• _Fragmento del documento_
- - -
En los penales venezolanos de régimen abierto, como lo fue la PGV hasta octubre de 2016, mandan pranes o jefes criminales, quienes encabezan trenes de luceros o lugartenientes. Los cuerpos de seguridad del Estado se limitan a resguardar la entrada de los recintos, sin poder ingresar. Quizás por eso, aunque estaba preso, aunque tenía que ajustarse a un estricto sistema carcelario, Freedom conservaba su libertad.

Si no hubiera estado ahí, en ese sistema, no hubiera conocido, en 2015, a un grupo de jóvenes que estaba grabando un documental en las entrañas de la PGV. Ellos, Andrés Figueredo y Pablo Castillo, entre otros, quedaron sorprendidos cuando Freedom comenzó a freestalear o improvisar. Ese día descubrieron que su voz y su talento eran tan fuertes como el significado de su nombre. Y descubrieron que había otros como él en ese lugar.

Y si ellos no hubieran hecho ese descubrimiento, quizás Freedom no hubiera conocido tampoco al productor musical Mauricio Gómez, quien junto a Figueredo, Castillo y otros más, tenía intenciones de concretar un proyecto social relacionado con la música, que finalmente llevaron a cabo.

Y si Freedom no hubiera estado ahí y no hubiera conocido a ninguno de ellos, no sería el autor del single de un disco que sería lanzado antes de que finalizara 2018. No sería uno de los Free Convict.
- - -
(Registros de señalamiento de objetos en fotos)
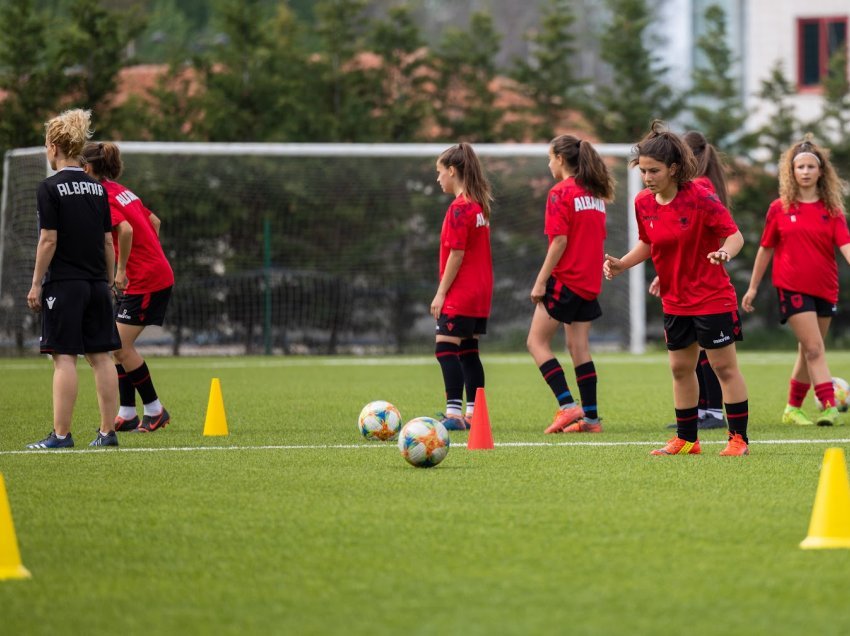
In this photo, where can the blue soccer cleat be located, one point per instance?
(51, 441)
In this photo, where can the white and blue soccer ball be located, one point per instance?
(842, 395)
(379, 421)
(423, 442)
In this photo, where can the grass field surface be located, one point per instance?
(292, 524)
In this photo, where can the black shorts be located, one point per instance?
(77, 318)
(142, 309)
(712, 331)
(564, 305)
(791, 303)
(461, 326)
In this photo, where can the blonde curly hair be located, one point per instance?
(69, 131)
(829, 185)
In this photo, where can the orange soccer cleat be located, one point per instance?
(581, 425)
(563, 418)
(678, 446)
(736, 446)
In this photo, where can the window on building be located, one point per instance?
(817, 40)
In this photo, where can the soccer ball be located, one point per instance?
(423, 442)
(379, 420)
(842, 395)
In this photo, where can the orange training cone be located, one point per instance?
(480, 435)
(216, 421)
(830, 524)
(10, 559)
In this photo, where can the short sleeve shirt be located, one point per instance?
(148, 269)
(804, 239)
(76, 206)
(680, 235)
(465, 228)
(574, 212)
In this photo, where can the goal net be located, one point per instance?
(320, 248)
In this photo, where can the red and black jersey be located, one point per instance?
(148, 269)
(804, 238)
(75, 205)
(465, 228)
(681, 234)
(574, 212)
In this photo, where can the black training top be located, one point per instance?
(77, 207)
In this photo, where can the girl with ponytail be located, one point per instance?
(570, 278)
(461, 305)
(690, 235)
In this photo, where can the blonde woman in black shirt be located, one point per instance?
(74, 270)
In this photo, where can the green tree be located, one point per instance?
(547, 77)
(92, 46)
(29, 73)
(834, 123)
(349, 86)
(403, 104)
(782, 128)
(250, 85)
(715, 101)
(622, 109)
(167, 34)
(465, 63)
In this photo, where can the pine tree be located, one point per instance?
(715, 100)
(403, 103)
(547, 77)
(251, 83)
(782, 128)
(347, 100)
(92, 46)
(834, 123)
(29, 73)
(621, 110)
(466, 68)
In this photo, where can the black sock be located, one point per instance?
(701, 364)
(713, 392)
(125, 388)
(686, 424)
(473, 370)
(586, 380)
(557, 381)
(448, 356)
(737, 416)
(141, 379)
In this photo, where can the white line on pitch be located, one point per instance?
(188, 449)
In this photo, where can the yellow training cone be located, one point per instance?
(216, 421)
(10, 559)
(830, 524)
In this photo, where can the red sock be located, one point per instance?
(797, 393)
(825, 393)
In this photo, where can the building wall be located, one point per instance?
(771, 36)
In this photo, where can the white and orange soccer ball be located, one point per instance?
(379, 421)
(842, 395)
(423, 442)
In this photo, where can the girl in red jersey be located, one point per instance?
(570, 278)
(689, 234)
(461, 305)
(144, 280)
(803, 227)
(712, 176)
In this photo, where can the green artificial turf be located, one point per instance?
- - -
• _Tarea asignada 1_
Según el fragmento sobre los Free Convict, ¿en qué año conoció Freedom al grupo de jóvenes que grababa un documental en la PGV?
• _Tarea asignada 2_
Copia literalmente el pasaje del fragmento sobre los Free Convict que empieza con "Y si ellos no" y continúa hasta "los Free Convict.".
Estos datos no tienen ninguna relación con el fragmento.

• _Respuesta escrita 1_
En 2015.

• _Respuesta escrita 2_
Y si ellos no hubieran hecho ese descubrimiento, quizás Freedom no hubiera conocido tampoco al productor musical Mauricio Gómez, quien junto a Figueredo, Castillo y otros más, tenía intenciones de concretar un proyecto social relacionado con la música, que finalmente llevaron a cabo.

Y si Freedom no hubiera estado ahí y no hubiera conocido a ninguno de ellos, no sería el autor del single de un disco que sería lanzado antes de que finalizara 2018. No sería uno de los Free Convict.